PROMPT >> Rewrite every one of the lines below, replacing "Examine" with "Inspect" and changing nothing else. Leave the pictures out of your answer.

---

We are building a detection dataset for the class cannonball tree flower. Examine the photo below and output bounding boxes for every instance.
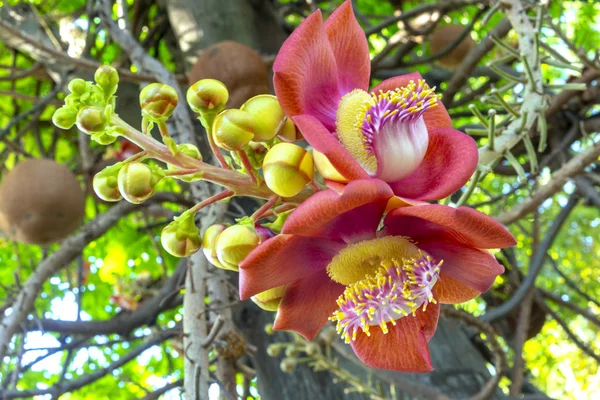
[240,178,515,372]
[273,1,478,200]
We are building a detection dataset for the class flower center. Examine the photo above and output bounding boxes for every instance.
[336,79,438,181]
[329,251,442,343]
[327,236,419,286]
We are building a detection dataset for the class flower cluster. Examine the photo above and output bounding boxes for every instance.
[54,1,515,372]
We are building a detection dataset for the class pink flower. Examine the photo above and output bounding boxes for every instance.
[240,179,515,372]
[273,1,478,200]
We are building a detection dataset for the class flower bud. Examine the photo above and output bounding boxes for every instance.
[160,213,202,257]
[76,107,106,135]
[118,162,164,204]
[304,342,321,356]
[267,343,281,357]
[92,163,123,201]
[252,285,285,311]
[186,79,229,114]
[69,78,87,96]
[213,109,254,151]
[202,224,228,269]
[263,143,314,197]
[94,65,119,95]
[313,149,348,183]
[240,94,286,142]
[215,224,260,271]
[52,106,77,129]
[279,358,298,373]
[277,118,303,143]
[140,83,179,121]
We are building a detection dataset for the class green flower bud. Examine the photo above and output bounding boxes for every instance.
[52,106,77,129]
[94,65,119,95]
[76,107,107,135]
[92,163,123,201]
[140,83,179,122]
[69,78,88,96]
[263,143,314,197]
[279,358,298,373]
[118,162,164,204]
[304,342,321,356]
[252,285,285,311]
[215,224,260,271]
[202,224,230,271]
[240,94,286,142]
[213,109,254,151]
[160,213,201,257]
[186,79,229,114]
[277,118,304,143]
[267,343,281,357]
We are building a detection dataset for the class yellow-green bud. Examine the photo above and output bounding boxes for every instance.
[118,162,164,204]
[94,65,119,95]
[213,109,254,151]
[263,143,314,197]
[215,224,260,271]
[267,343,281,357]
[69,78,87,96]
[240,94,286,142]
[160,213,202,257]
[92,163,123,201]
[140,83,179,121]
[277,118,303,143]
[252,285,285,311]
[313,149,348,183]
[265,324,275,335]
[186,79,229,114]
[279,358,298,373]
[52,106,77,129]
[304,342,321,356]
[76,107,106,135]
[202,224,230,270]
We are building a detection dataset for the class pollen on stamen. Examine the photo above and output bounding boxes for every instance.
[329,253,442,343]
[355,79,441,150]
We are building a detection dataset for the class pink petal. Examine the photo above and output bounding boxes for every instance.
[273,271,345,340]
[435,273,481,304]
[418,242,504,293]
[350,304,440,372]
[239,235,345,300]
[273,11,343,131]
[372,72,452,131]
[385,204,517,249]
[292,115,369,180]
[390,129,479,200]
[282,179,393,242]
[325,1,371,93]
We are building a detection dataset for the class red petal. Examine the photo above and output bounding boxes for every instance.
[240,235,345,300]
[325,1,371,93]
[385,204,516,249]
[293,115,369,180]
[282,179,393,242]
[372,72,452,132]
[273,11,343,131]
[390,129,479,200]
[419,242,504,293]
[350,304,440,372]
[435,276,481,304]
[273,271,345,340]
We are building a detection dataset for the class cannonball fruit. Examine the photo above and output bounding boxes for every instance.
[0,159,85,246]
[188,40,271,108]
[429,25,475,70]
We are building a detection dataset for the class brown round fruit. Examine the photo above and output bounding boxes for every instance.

---

RESULT FOR THIS EXERCISE >>
We are building a detection dataset for the class cannonball tree flower. Inspect the photo below and output bounding boxes for every instance.
[240,178,515,372]
[273,1,478,200]
We are building a detection dataset for the class flower center. Inspect the photo above and output bounding boxes for every instance.
[336,79,438,181]
[329,251,442,343]
[327,236,419,286]
We are building a detection dataset for the class flower cluster. Inspect the photo above and output bounding boxes for every instance.
[54,1,515,372]
We are building a detection dataset for the class pink flower. Inspect the photo above and output bounding boxes for every instance.
[240,179,515,372]
[273,1,478,200]
We are building a detection dataset for the class flower bud. Inspect the photo above and output bounding boxes for every instance.
[160,213,202,257]
[76,107,106,135]
[118,162,164,204]
[304,342,321,356]
[267,343,281,357]
[92,163,123,201]
[252,285,285,311]
[186,79,229,114]
[69,78,87,96]
[213,109,254,151]
[202,224,228,269]
[263,143,314,197]
[94,65,119,95]
[313,149,348,183]
[240,94,286,142]
[215,224,260,271]
[52,106,77,129]
[279,358,298,373]
[277,118,303,143]
[140,83,179,121]
We are building a detection dataset for the class green flower bud. Inspect the photo above and output bounding boxes for every instance.
[52,106,77,129]
[94,65,119,95]
[76,107,107,135]
[92,163,123,201]
[140,83,179,122]
[69,78,88,96]
[263,143,314,197]
[279,358,298,373]
[118,162,164,204]
[304,342,321,356]
[252,285,285,311]
[215,224,260,271]
[202,224,230,271]
[240,94,286,142]
[213,109,254,151]
[160,213,201,257]
[186,79,229,114]
[277,118,304,143]
[267,343,281,357]
We are building a detection dataset for the class yellow-green bud. Inspect the photo above and output bounding boxes for every instance.
[118,162,164,204]
[94,65,119,95]
[213,109,254,151]
[263,143,314,197]
[215,224,260,271]
[267,343,281,357]
[69,78,87,96]
[240,94,286,142]
[160,213,202,257]
[92,163,123,201]
[140,83,179,121]
[277,118,303,143]
[252,285,285,311]
[313,149,348,183]
[265,324,275,335]
[186,79,229,114]
[279,358,298,373]
[52,106,77,129]
[304,342,321,356]
[76,107,106,135]
[202,224,230,270]
We are building a detection dataset for the class pollen on stamen. Inspect the photo above and output bounding boxes for every instance.
[329,253,442,343]
[355,79,441,150]
We are building a detection dataset for the class pink petal. Inspect the photo above and output bounding boxes for every instance.
[273,271,345,340]
[435,273,481,304]
[418,242,504,293]
[350,304,440,372]
[239,235,345,300]
[273,11,343,131]
[372,72,452,131]
[385,204,517,249]
[292,115,369,180]
[390,129,479,200]
[282,179,393,242]
[325,1,371,93]
We are building a detection dataset for the class red petal. Inspect the photo above and output bounding boxes for every instance.
[240,235,345,300]
[325,1,371,93]
[385,204,516,249]
[293,115,369,180]
[282,179,393,242]
[372,72,452,132]
[273,11,343,131]
[390,129,479,200]
[419,242,504,293]
[350,304,440,372]
[435,276,481,304]
[273,271,345,340]
We are building a detection dataset for the class cannonball fruit. Inspect the photo above and output bounding boxes for every instance.
[0,159,85,246]
[188,40,271,108]
[429,25,475,70]
We are building a detection dataset for the class brown round fruit. Inspect the photo above and output bounding boxes for every instance.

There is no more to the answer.